* START EXTRACT TO READ *

DETAILED ACTION
Notice of Pre-AIA or AIA Status
The present application, filed on or after March 16, 2013, is being examined under the first inventor to file provisions of the AIA .
Claim Rejections - 35 USC § 112
Claim 37 rejected under 35 U.S.C. 112(b) or 35 U.S.C. 112 (pre-AIA ), second paragraph, as being indefinite for failing to particularly point out and distinctly claim the subject matter which the inventor or a joint inventor (or for applications subject to pre-AIA 35 U.S.C. 112, the applicant), regards as the invention.
Claim 37 recites the limitation "the identifier associated with the second client device" in 2. There is insufficient antecedent basis for this limitation in the claim.
Claim Rejections - 35 USC § 101
35 U.S.C. 101 reads as follows:
Whoever invents or discovers any new and useful process, machine, manufacture, or composition of matter, or any new and useful improvement thereof, may obtain a patent therefor, subject to the conditions and requirements of this title.
This subject matter eligibility analysis follows the latest guidance for Patent Subject Matter Eligibility Guidance.
Claims 21 – 40 are rejected under 35 U.S.C. 101 because the claimed invention is directed to non-statutory subject matter.
Step 1:
Initially, under Step 1 of the analysis, it is noted that the claims are directed towards eligible categories of subject matter.
Step 2A:
Prong 1: Does the Claim recite an Abstract idea, Law of Nature, or Natural Phenomenon?
Claims 21 - 27 are exemplary because they require substantially the same operative limitations of the remaining claims (reproduced below.) Examiner has underlined the claim limitations which recite the abstract idea, discussed in detail in the paragraphs that follow.

* END EXTRACT TO READ *

## WRITTEN PROBLEM A
Select every line of the records that contains the string "label", and copy each one out in full.
The text and the records were taken from separate sources.

* START SUPPLIED MATERIAL *

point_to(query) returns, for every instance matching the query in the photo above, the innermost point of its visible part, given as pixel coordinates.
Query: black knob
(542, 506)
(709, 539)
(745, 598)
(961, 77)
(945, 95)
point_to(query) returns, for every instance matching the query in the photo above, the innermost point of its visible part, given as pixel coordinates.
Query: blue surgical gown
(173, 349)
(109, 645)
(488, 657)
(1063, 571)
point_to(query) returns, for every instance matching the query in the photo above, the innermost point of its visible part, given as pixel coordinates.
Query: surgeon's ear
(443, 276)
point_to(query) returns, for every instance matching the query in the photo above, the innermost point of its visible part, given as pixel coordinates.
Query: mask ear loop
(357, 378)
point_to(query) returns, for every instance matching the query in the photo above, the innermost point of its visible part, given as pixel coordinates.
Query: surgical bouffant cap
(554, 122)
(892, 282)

* END SUPPLIED MATERIAL *
* START SUPPLIED MATERIAL *

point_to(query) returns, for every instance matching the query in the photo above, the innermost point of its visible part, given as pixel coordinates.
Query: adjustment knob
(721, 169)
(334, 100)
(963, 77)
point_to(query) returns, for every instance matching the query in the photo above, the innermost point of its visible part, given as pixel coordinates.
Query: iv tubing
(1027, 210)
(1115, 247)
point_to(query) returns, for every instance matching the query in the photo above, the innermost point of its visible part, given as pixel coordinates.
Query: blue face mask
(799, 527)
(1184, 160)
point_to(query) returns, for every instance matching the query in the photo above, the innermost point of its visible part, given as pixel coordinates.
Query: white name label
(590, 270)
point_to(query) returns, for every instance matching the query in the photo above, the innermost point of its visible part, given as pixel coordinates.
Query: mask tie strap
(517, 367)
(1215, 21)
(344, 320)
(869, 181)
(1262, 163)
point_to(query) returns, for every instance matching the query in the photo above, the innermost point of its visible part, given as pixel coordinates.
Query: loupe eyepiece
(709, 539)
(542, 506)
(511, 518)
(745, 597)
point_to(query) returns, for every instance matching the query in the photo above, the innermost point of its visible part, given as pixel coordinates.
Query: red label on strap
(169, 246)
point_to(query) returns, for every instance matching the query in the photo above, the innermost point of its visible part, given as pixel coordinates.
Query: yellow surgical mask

* END SUPPLIED MATERIAL *
* START SUPPLIED MATERIAL *

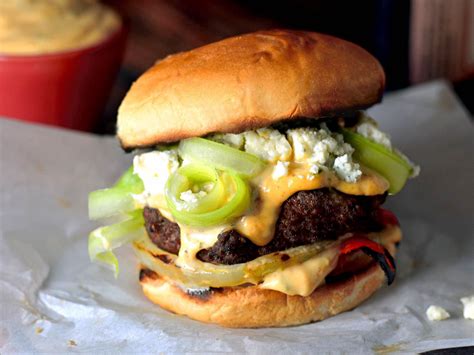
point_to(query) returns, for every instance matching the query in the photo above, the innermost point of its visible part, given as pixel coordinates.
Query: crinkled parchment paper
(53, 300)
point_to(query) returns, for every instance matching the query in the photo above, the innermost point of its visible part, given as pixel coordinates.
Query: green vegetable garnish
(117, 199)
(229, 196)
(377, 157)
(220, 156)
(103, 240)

* END SUPPLIED MATERIAL *

## WRITTEN PROBLEM B
Answer these questions from the patent office action:
(i) On or after what date was the present application filed?
(ii) Which claim is rejected under 35 U.S.C. 112(b) as being indefinite?
(iii) Which claims are rejected under 35 U.S.C. 101?

## TASK SOLUTION A
Query: white name label
Query: red label on strap

## TASK SOLUTION B
(i) March 16, 2013
(ii) Claim 37
(iii) Claims 21–40